• [Task input]:
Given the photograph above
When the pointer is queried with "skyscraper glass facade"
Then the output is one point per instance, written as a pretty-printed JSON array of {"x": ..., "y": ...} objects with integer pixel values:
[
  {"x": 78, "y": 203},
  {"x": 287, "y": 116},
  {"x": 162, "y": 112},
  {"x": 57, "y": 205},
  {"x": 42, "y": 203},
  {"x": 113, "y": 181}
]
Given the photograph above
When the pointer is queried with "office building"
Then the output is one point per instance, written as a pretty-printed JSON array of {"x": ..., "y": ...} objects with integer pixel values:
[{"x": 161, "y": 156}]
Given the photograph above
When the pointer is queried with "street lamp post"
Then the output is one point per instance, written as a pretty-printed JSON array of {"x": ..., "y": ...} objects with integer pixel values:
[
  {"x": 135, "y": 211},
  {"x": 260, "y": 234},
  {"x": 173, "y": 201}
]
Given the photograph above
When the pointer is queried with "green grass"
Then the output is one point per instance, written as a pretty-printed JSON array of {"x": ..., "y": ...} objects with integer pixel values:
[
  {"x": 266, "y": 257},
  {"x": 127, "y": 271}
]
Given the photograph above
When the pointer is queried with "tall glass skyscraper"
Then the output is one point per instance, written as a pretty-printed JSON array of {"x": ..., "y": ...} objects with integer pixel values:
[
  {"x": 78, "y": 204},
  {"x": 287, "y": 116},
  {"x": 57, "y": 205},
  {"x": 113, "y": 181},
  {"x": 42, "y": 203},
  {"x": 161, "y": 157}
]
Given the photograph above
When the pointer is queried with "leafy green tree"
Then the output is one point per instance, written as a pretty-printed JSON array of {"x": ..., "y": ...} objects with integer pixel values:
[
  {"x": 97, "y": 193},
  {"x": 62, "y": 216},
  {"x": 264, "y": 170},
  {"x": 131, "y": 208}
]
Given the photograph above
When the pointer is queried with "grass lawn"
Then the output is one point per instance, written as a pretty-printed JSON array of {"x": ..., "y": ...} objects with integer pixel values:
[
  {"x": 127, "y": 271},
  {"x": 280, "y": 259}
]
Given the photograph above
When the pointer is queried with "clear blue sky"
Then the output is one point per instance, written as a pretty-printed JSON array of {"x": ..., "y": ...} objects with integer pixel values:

• [Problem details]: Determine how many lines of the data above contain the string "glass", and give the result with nothing else.

• [Reply]: 2